### WRITTEN REQUEST
Starting from the line containing "Could you point out the smiling", write out the rest of the entries exactly, through the final line, including nothing else.

********************

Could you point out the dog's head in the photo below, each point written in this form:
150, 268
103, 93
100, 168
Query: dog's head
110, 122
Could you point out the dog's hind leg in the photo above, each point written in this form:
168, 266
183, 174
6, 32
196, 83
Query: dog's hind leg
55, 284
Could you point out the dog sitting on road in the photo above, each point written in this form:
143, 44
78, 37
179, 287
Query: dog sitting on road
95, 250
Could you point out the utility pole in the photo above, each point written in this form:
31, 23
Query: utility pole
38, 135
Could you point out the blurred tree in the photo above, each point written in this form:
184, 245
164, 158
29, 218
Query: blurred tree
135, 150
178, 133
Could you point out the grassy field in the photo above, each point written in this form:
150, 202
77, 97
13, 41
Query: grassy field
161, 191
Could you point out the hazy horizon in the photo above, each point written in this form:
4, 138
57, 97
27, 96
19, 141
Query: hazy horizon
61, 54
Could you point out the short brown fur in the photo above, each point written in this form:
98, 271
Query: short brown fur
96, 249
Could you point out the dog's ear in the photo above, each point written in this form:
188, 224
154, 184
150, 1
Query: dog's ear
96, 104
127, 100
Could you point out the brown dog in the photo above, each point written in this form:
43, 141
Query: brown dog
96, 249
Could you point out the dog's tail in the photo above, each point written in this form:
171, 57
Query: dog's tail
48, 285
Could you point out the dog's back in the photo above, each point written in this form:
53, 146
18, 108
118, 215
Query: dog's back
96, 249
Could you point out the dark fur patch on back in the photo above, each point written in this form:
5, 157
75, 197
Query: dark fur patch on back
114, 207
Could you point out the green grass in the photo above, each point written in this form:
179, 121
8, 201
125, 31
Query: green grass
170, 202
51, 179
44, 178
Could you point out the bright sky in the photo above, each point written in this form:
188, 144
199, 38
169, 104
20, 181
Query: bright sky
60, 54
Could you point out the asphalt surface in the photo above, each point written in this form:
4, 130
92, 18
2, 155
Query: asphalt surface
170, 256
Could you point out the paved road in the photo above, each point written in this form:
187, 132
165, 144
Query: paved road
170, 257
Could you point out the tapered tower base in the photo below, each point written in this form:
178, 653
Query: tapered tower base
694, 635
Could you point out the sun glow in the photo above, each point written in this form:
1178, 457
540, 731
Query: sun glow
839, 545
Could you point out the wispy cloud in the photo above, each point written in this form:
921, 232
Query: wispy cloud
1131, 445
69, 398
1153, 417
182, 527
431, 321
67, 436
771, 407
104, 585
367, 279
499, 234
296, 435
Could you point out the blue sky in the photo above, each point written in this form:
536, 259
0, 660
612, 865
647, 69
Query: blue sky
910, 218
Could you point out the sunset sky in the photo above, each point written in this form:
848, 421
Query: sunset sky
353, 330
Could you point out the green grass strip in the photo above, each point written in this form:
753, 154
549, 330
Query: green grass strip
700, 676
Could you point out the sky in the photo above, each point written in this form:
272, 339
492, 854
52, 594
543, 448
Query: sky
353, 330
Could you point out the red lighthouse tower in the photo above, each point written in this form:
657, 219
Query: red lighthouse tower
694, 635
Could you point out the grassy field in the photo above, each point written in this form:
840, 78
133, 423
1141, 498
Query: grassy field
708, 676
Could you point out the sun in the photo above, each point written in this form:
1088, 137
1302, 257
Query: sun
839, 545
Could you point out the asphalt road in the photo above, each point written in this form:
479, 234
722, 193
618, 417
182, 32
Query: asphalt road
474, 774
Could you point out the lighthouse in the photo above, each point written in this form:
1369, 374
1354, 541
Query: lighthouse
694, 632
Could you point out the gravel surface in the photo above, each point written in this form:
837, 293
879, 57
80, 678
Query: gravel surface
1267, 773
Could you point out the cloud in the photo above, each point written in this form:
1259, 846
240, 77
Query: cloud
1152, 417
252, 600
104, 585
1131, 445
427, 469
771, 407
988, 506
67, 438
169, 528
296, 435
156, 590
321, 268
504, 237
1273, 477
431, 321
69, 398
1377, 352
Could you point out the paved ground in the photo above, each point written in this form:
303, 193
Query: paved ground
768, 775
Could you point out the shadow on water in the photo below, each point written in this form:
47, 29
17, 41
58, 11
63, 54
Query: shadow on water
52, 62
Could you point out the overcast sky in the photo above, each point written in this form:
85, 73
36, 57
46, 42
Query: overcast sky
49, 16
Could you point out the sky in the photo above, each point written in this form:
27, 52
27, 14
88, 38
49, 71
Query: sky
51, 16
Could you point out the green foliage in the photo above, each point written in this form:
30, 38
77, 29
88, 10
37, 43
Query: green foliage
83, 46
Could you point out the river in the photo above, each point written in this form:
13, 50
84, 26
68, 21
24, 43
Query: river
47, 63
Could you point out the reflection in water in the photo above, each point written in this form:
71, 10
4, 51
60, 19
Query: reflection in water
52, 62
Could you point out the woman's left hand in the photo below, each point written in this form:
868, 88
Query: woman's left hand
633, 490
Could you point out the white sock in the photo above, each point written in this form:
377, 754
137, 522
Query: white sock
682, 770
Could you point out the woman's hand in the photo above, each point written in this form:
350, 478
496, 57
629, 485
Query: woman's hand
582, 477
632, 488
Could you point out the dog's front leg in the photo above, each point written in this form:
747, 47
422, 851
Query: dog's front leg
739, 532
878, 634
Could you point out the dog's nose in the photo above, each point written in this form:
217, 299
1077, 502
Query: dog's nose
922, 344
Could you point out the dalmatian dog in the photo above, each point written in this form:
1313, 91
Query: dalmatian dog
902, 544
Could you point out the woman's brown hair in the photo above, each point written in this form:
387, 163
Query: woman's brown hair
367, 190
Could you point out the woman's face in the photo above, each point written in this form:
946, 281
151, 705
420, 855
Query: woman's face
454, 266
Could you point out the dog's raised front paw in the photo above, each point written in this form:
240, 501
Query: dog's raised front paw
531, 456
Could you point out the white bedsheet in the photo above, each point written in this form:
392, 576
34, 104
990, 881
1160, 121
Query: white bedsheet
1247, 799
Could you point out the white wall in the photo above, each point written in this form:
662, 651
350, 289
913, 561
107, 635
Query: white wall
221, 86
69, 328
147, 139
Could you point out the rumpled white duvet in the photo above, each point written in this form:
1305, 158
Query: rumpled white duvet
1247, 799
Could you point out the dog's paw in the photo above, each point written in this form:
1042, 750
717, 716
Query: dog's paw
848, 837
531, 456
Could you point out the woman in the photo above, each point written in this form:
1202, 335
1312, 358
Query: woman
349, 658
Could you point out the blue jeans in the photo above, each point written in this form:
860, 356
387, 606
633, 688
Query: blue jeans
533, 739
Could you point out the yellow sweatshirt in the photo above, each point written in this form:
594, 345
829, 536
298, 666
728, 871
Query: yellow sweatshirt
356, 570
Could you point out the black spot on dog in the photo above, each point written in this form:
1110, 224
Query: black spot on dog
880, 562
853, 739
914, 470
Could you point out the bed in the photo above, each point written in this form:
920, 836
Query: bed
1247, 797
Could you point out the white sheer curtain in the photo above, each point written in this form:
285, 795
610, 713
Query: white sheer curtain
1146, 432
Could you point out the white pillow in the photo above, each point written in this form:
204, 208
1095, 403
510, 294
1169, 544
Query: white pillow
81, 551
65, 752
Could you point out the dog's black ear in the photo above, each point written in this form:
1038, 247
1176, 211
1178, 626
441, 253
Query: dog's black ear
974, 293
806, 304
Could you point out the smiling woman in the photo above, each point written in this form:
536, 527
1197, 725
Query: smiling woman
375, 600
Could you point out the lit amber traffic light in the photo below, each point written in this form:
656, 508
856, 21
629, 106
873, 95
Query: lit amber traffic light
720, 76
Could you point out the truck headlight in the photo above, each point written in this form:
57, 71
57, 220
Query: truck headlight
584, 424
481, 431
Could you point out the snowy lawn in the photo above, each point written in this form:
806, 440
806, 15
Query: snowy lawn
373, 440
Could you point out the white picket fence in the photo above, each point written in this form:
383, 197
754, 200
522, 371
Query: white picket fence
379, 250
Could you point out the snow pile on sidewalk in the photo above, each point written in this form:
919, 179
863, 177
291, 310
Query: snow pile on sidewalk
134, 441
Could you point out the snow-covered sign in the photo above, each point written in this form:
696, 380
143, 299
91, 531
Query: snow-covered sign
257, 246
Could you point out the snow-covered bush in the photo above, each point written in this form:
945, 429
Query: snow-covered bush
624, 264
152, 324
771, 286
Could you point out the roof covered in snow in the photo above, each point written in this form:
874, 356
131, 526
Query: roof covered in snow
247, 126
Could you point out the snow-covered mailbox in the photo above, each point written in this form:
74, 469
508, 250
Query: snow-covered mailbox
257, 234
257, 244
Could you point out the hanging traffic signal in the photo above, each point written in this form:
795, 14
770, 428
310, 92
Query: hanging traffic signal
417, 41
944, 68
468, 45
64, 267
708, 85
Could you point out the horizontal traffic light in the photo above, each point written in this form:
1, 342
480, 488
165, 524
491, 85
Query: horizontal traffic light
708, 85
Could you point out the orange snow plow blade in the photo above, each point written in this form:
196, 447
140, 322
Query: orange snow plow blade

********************

### CORRECT RESULT
Could you point out the smiling woman in the photo above, each point written in this form:
536, 527
1197, 725
Query: smiling woman
375, 600
Could you point out the lit amber traffic light in the photo below, each point written in this form:
656, 508
856, 21
629, 106
873, 95
Query: lit amber traffic light
720, 76
Could you point out the truck headlight in the photo above, each point written in this form:
57, 71
57, 220
Query: truck headlight
584, 424
481, 431
Could you point out the snowy lawn in the photo above, each point written in this form:
806, 440
806, 15
Query: snowy lawn
373, 440
Could you point out the white picket fence in the photo above, each point written in this form:
383, 197
754, 200
522, 371
Query: white picket fence
379, 250
Could you point out the snow pile on sidewalk in the photo above, each point written in this form:
919, 179
863, 177
291, 310
Query: snow pile on sidewalk
134, 441
Could you point out the snow-covered sign in the photo above, each point written in this form:
696, 380
143, 299
91, 531
Query: snow-covered sign
257, 246
Could you point out the snow-covered bush in the photo above, each point written in this form:
945, 429
Query: snow-covered bush
624, 264
152, 324
771, 286
Could you point out the roof covered in snow in the photo above, each point written in this form:
874, 356
131, 526
Query: roof covered in snow
247, 126
Could you point out the snow-covered mailbox in the photo above, each point written in this form:
74, 469
508, 250
Query: snow-covered mailbox
257, 234
257, 244
Could you point out the hanging traffic signal in the photo above, each point written in this form:
795, 14
770, 428
310, 92
Query: hanging traffic signal
417, 41
944, 68
468, 45
64, 267
708, 85
Could you point out the horizontal traffic light in the photo above, each point written in this form:
1, 342
480, 488
165, 524
491, 85
Query: horizontal traffic light
708, 85
Could you point out the orange snow plow blade in the photo above, each point written in this form:
196, 447
140, 322
Query: orange snow plow blade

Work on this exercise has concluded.